** Start of DATA PROVIDED **

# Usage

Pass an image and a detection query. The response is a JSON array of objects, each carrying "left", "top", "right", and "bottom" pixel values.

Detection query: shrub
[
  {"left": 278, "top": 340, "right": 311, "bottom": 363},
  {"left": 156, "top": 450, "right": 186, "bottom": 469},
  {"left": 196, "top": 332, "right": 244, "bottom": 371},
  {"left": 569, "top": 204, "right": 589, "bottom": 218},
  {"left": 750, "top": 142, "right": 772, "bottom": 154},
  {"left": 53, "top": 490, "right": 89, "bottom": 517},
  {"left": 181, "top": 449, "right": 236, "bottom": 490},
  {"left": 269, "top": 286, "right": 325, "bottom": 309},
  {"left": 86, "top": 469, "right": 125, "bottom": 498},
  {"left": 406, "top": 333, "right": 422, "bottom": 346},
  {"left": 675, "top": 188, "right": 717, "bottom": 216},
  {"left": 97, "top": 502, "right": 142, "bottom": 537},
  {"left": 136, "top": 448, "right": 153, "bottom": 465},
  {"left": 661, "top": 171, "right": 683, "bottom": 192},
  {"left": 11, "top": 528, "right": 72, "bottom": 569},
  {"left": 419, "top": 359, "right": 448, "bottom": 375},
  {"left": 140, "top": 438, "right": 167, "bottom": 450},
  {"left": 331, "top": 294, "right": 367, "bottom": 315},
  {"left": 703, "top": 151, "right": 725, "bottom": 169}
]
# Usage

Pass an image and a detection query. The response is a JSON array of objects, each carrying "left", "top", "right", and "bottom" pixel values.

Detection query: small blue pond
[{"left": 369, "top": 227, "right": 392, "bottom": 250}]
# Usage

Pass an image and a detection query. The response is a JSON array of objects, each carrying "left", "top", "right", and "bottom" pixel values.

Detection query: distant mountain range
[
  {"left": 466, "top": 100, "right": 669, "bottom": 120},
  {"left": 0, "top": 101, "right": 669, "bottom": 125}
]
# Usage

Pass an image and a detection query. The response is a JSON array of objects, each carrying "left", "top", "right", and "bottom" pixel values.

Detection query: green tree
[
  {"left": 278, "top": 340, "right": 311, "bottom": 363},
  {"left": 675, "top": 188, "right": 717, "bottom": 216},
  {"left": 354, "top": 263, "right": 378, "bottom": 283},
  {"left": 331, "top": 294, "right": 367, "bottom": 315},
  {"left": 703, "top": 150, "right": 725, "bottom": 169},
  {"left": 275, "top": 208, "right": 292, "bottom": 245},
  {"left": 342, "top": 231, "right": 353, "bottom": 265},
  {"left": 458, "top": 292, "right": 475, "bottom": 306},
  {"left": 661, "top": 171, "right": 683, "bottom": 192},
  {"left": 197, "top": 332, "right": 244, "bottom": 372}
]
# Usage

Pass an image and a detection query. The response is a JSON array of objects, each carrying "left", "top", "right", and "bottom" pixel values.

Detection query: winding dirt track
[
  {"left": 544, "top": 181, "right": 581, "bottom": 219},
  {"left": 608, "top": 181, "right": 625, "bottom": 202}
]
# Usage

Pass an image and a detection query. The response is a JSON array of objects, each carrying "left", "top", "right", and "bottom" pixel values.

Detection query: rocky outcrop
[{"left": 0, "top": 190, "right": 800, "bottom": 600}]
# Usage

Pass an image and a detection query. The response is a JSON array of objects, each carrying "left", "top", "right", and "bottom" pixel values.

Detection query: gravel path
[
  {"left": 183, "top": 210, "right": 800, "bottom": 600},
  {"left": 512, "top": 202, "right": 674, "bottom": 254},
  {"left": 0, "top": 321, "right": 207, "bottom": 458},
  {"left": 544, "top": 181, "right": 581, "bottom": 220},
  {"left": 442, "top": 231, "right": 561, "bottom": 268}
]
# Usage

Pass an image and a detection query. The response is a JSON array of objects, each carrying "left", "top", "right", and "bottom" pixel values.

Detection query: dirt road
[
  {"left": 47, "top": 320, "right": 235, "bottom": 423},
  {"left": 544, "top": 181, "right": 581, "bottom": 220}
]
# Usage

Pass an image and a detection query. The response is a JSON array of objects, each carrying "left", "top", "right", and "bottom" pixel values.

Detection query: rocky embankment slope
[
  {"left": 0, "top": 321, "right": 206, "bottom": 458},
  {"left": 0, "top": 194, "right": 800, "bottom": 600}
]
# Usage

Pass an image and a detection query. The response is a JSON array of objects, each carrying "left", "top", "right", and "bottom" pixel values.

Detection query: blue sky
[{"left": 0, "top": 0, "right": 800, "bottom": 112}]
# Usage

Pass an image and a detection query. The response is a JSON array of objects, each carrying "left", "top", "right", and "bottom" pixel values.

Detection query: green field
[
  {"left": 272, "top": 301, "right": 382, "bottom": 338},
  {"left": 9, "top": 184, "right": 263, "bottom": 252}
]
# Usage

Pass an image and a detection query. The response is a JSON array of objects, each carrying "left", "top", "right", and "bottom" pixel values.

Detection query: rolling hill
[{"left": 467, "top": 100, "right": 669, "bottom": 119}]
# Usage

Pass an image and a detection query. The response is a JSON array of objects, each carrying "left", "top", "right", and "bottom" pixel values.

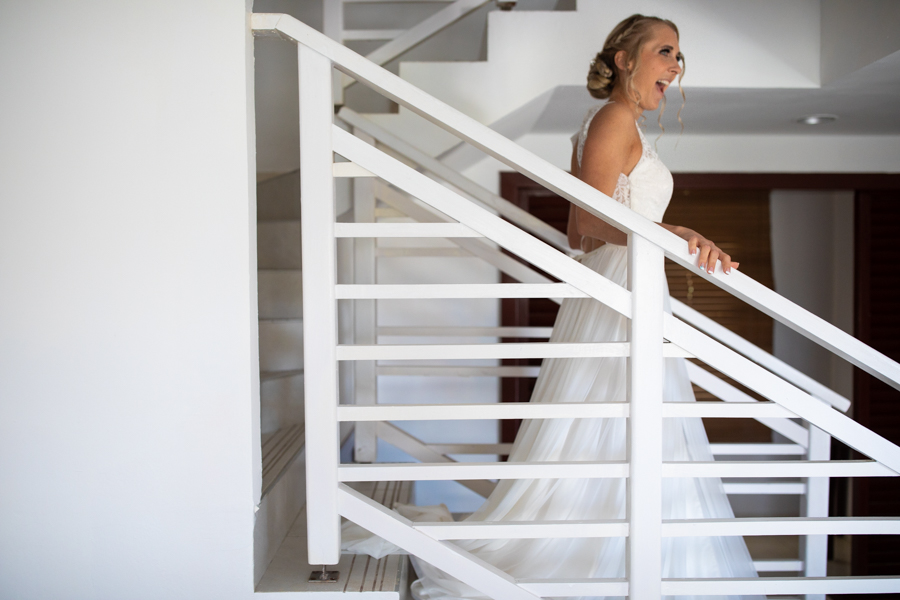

** End of DATA PROVIDED **

§ **STATED GOAL**: Count the lines in the data above that contain the string "rocky". Give only the number.

§ **RESULT FOR THIS EXERCISE**: 2